Copy each line of the data beneath in which the word "like" appears.

**INFORMATION:**
▶

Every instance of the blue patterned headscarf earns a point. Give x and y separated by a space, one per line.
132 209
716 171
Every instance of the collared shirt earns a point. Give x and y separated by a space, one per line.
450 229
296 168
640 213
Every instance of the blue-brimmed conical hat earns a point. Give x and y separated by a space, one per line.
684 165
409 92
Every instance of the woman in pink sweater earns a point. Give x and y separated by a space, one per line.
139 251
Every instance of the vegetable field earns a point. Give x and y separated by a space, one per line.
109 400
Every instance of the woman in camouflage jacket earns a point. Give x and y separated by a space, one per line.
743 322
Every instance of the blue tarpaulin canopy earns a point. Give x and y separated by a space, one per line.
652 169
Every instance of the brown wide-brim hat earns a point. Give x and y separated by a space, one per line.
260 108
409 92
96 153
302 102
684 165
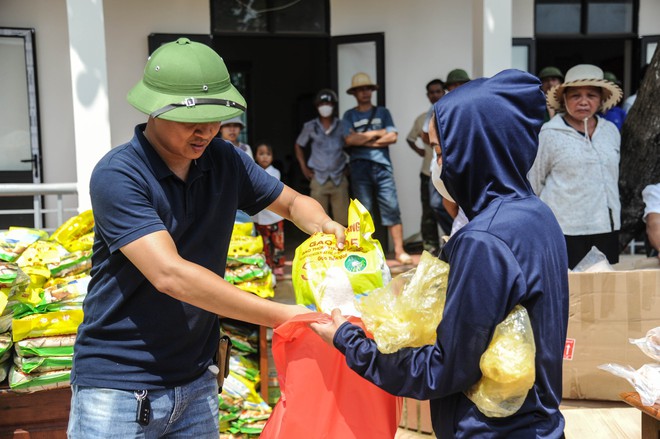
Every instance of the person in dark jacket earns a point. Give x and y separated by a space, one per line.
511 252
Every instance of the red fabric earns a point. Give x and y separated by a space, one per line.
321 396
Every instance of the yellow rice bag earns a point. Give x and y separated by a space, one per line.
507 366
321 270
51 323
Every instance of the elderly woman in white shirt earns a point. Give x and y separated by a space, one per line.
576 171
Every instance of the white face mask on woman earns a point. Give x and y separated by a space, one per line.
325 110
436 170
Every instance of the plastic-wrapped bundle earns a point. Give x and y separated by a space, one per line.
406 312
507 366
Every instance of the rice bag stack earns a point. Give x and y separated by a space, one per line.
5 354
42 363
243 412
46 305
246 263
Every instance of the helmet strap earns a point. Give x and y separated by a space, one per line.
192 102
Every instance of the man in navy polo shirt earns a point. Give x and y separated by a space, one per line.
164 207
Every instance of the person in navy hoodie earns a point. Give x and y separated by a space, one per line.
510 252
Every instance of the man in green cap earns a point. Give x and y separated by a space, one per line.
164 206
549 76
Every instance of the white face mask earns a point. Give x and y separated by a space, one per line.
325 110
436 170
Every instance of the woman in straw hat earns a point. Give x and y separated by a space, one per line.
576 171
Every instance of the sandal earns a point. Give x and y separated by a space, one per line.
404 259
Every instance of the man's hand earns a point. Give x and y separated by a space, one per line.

◀
▶

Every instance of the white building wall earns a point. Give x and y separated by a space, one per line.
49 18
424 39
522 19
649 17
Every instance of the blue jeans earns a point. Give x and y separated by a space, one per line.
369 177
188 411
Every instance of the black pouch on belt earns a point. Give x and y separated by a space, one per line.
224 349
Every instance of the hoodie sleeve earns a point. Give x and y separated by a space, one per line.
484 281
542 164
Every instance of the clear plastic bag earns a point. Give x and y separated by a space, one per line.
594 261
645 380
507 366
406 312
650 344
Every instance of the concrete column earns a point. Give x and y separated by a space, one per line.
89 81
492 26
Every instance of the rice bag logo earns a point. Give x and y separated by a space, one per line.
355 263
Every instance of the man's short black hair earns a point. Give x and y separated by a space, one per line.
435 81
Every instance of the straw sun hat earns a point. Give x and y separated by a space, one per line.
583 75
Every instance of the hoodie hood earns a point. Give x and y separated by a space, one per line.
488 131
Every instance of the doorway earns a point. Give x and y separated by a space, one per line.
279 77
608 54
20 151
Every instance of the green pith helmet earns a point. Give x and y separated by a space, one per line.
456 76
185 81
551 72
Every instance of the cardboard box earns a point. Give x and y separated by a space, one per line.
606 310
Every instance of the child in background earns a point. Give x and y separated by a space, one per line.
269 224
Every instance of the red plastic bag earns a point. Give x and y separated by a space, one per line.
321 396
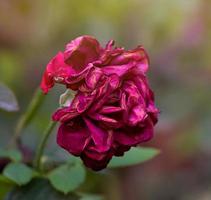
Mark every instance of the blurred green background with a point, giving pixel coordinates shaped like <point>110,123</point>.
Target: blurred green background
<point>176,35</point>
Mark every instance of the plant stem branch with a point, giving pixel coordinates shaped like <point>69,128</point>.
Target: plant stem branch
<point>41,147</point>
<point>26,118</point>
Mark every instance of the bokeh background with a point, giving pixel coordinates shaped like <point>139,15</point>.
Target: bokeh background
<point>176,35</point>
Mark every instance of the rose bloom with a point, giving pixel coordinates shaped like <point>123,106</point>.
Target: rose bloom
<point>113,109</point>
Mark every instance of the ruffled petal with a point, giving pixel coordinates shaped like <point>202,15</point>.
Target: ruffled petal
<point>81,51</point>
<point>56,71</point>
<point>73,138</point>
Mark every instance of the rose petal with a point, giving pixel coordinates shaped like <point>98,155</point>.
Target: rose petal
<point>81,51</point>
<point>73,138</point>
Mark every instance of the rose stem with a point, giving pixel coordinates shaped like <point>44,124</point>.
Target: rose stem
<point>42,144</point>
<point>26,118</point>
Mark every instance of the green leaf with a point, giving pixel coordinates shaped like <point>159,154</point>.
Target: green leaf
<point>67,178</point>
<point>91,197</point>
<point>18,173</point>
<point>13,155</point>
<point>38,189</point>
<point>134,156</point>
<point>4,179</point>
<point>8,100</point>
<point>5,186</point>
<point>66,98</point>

◀
▶

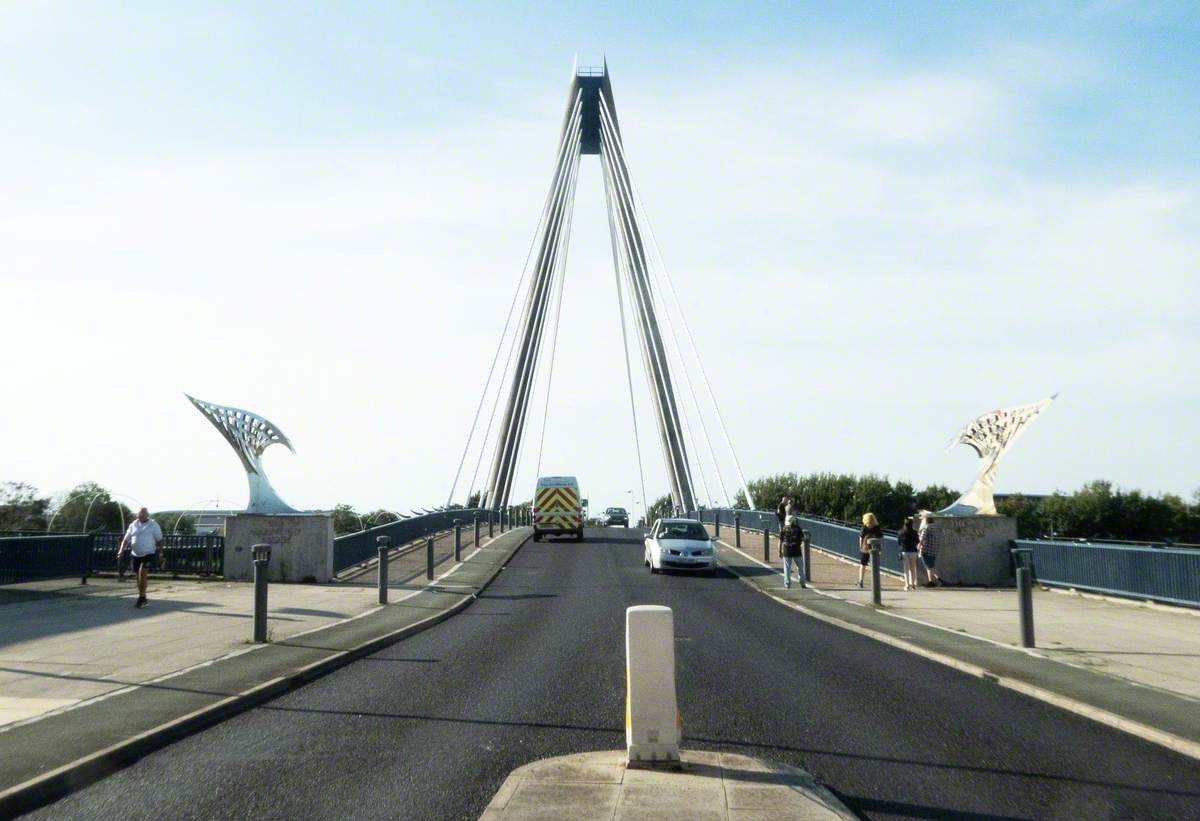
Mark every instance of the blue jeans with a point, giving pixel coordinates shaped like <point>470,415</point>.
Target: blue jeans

◀

**EXERCISE ANSWER:**
Mark every instance of the blurred green background with a point, giving pixel coordinates shaped like <point>110,123</point>.
Mark every instance of the plant stem branch with a point, giving pixel coordinates shaped like <point>69,128</point>.
Mark every instance of the bokeh background with a point, giving pixel coordinates shaped like <point>139,15</point>.
Mark every instance of the rose bloom with a point, giving pixel coordinates shaped like <point>123,106</point>.
Mark every instance of the ruffled petal with a point, giving pixel coordinates shaped like <point>202,15</point>.
Mark every instance of the rose petal with a point, giving pixel coordinates shaped like <point>98,155</point>.
Mark every instance of the rose stem with a point, giving pixel coordinates shaped like <point>44,124</point>.
Mark every instance of the green leaf with a point, giving pixel coordinates shaped like <point>159,154</point>.
Mark every instance of the blue jeans with a point, giving pixel coordinates shaped like <point>470,415</point>.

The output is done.